PROBLEM TO SOLVE:
Pick each line containing "below" out of the records.

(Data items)
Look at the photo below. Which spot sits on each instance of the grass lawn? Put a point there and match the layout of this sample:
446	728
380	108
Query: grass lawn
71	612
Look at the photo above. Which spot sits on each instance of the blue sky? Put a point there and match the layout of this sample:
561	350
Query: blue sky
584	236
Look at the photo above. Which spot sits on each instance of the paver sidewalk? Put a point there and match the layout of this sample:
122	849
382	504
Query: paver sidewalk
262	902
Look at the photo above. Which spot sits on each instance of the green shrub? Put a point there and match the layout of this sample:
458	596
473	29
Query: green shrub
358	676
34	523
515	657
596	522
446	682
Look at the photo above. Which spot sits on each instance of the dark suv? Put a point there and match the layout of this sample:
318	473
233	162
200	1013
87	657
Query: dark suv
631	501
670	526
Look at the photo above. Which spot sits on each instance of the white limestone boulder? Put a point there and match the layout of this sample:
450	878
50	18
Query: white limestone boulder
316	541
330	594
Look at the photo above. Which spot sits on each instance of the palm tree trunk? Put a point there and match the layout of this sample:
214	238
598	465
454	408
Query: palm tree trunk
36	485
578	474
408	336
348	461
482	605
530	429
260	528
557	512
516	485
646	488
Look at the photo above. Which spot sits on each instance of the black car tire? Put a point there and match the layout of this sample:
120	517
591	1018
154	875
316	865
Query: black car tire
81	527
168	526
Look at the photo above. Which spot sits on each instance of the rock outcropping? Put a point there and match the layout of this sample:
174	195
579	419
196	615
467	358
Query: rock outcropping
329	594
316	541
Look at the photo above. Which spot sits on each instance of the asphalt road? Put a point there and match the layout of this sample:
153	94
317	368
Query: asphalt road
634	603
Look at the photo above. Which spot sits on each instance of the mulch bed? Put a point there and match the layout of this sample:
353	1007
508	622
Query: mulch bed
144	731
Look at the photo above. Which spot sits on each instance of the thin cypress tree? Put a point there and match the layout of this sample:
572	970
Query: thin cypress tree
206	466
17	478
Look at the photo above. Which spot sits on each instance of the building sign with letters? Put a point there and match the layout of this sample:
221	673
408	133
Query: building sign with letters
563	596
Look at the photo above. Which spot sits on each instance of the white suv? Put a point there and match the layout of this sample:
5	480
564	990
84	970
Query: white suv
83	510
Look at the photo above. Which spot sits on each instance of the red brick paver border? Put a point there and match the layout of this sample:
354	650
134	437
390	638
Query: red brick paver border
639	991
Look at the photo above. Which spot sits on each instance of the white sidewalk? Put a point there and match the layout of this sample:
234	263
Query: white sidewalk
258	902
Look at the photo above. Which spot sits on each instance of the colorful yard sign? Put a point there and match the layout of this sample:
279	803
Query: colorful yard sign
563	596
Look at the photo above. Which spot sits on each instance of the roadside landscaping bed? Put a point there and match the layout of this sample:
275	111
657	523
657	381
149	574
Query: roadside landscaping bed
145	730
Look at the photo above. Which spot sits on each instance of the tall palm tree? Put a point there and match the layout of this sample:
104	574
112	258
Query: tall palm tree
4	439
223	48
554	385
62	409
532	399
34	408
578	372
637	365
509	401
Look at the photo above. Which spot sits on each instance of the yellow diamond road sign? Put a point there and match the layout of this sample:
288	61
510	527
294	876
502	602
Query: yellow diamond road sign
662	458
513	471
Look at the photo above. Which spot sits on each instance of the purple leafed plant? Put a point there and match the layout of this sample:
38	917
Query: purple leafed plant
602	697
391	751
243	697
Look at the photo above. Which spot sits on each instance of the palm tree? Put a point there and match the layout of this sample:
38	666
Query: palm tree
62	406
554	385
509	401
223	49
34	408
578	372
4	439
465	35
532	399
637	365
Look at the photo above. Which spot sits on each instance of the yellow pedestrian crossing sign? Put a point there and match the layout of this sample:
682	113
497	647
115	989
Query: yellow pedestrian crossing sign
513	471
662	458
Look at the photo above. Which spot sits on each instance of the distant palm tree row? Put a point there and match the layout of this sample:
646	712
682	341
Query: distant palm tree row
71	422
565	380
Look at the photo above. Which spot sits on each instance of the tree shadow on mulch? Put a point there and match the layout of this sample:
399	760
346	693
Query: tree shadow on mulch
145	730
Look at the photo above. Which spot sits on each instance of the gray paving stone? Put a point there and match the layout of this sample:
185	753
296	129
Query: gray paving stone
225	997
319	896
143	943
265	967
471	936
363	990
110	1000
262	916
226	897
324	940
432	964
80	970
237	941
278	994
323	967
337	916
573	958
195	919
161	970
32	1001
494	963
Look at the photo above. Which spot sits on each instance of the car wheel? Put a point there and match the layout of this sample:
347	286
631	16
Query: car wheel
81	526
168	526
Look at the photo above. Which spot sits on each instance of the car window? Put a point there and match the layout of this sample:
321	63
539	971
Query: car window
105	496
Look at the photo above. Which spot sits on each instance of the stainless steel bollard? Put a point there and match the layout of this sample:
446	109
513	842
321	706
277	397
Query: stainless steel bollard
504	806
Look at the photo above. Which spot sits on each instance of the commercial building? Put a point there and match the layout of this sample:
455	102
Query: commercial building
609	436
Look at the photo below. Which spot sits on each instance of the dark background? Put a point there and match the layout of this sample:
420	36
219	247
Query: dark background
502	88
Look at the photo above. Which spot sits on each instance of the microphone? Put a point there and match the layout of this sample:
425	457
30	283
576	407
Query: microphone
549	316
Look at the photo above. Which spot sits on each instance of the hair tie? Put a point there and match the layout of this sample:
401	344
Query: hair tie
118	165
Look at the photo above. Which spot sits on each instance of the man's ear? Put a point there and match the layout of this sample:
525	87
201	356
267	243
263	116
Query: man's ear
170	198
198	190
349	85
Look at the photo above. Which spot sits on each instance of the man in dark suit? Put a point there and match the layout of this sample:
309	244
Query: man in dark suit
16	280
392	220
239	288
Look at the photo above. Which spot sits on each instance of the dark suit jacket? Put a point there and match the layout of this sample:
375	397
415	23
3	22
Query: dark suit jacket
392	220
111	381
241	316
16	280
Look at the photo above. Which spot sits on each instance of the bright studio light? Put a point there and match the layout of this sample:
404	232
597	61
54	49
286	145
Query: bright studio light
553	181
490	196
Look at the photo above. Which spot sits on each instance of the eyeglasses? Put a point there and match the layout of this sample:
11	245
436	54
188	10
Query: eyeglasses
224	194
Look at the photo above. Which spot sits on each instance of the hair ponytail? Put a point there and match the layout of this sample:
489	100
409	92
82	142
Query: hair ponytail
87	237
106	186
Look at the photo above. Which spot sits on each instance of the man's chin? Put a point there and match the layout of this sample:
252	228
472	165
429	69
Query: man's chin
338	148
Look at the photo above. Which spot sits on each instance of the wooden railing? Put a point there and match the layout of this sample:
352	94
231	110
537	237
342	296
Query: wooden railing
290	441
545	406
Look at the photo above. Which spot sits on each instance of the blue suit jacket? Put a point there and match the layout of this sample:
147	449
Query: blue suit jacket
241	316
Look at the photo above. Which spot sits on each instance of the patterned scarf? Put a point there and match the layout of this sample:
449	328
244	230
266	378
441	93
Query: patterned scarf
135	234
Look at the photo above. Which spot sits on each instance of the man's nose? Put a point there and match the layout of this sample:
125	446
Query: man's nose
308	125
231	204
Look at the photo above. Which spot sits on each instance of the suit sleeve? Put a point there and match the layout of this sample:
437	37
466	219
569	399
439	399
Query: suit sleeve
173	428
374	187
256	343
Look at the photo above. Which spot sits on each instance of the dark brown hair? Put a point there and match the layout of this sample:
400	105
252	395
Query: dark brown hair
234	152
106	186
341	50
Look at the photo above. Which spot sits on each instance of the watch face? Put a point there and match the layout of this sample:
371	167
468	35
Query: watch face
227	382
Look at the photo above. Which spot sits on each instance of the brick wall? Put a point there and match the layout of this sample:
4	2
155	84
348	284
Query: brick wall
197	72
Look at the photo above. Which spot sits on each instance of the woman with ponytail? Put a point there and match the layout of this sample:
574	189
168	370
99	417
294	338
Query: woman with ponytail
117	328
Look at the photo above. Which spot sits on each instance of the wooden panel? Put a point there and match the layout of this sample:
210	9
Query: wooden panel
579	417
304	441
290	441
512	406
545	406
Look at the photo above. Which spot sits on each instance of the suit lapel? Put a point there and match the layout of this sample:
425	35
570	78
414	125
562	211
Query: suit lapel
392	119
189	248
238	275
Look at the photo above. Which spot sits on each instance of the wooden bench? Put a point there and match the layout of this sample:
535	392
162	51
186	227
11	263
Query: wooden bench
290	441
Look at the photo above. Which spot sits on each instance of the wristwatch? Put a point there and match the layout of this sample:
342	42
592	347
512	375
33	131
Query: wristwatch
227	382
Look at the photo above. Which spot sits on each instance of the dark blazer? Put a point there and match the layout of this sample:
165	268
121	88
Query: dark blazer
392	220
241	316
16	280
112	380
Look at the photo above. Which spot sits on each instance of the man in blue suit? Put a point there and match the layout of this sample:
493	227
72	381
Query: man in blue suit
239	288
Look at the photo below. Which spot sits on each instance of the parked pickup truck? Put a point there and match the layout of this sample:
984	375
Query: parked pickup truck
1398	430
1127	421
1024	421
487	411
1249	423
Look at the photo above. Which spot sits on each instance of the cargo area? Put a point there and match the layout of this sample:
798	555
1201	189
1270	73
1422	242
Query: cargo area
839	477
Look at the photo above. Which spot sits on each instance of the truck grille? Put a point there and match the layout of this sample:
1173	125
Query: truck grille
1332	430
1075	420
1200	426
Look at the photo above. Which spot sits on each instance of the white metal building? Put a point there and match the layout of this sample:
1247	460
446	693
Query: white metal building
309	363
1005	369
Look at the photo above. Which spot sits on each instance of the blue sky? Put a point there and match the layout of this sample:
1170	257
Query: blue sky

ANSWER AREA:
Look at the photo below. Which spot sits on each instance of the grass lawn? Put a point there and match the layout of this sample:
Look at the photo below. Which spot sits on each instance of the dark background? Put a point there and match the layout of this sample:
Look at the photo below. Which spot sits on each instance of the parked pickup truck? Put a point there and match the layout of this sample:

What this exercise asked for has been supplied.